**Extracted entries:**
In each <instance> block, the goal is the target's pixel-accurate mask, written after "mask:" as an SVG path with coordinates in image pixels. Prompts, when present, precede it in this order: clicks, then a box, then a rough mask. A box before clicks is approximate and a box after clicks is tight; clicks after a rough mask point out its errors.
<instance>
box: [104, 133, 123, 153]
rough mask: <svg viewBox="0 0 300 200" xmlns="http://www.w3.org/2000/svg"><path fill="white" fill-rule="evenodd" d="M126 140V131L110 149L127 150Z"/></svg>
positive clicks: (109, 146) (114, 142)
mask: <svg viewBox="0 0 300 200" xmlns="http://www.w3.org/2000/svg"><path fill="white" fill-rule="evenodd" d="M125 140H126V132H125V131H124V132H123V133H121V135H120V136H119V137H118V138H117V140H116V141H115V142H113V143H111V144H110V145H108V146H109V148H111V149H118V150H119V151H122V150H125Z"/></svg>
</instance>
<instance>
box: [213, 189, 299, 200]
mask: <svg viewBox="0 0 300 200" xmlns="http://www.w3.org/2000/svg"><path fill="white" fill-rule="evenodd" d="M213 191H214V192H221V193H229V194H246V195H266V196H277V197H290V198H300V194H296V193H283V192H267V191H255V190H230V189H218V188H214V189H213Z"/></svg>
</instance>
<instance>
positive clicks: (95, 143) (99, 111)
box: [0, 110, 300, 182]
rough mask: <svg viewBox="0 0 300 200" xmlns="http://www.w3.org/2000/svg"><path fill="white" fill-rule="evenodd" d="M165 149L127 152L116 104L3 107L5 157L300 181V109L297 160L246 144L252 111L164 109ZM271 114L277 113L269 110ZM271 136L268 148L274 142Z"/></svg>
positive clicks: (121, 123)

**Goal of the exercise:** Recast the lines from the one containing "149L127 152L116 104L3" through the last of the rows as a JSON list of strings, one string per line, with blank lines omitted.

**Answer to this exercise:**
[
  "rough mask: <svg viewBox=\"0 0 300 200\" xmlns=\"http://www.w3.org/2000/svg\"><path fill=\"white\" fill-rule=\"evenodd\" d=\"M165 149L127 152L116 104L3 107L5 157L300 181V109L297 160L246 144L252 111L164 109ZM271 114L277 113L269 110ZM271 136L268 148L274 142Z\"/></svg>",
  "positive clicks: (121, 123)"
]